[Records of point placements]
--------------------------------

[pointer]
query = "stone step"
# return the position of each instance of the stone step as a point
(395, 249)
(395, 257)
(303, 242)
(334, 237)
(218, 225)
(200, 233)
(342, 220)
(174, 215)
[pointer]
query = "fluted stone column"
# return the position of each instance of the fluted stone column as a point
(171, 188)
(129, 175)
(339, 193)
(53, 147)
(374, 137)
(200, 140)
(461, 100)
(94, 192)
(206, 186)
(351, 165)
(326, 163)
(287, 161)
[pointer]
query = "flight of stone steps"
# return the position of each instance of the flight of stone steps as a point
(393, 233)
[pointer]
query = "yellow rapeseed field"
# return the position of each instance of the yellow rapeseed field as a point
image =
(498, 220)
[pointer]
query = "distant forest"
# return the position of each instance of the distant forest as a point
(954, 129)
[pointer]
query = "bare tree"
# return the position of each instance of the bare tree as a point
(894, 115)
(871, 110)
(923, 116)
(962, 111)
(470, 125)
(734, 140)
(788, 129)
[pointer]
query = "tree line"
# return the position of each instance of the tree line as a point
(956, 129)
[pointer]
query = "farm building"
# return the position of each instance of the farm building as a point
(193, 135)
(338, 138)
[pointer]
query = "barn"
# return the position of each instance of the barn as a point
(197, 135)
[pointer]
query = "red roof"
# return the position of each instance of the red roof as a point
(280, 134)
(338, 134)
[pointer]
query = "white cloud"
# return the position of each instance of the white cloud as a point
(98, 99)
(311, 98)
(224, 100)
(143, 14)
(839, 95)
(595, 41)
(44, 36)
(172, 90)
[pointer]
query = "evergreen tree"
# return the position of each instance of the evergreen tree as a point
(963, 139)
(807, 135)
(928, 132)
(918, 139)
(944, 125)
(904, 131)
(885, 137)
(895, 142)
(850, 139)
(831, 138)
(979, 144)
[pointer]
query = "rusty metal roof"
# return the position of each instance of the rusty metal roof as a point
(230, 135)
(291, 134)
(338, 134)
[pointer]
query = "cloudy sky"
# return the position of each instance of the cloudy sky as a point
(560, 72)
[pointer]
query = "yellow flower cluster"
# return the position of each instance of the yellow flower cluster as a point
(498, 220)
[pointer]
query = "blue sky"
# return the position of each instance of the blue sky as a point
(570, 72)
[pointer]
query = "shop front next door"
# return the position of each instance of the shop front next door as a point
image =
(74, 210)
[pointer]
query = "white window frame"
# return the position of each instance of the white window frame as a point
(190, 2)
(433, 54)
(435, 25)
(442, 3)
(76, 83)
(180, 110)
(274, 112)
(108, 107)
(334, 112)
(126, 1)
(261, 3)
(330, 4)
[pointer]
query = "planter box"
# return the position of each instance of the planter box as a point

--------------------------------

» **Goal of the exercise**
Please gather every line of the records above that contains the string "column" and copy each one in full. Case counts, so a match must have the same capitals and lowercase letters.

» **Result of this task**
query = "fluted stone column"
# return the position of each instance of the fluted stone column as a point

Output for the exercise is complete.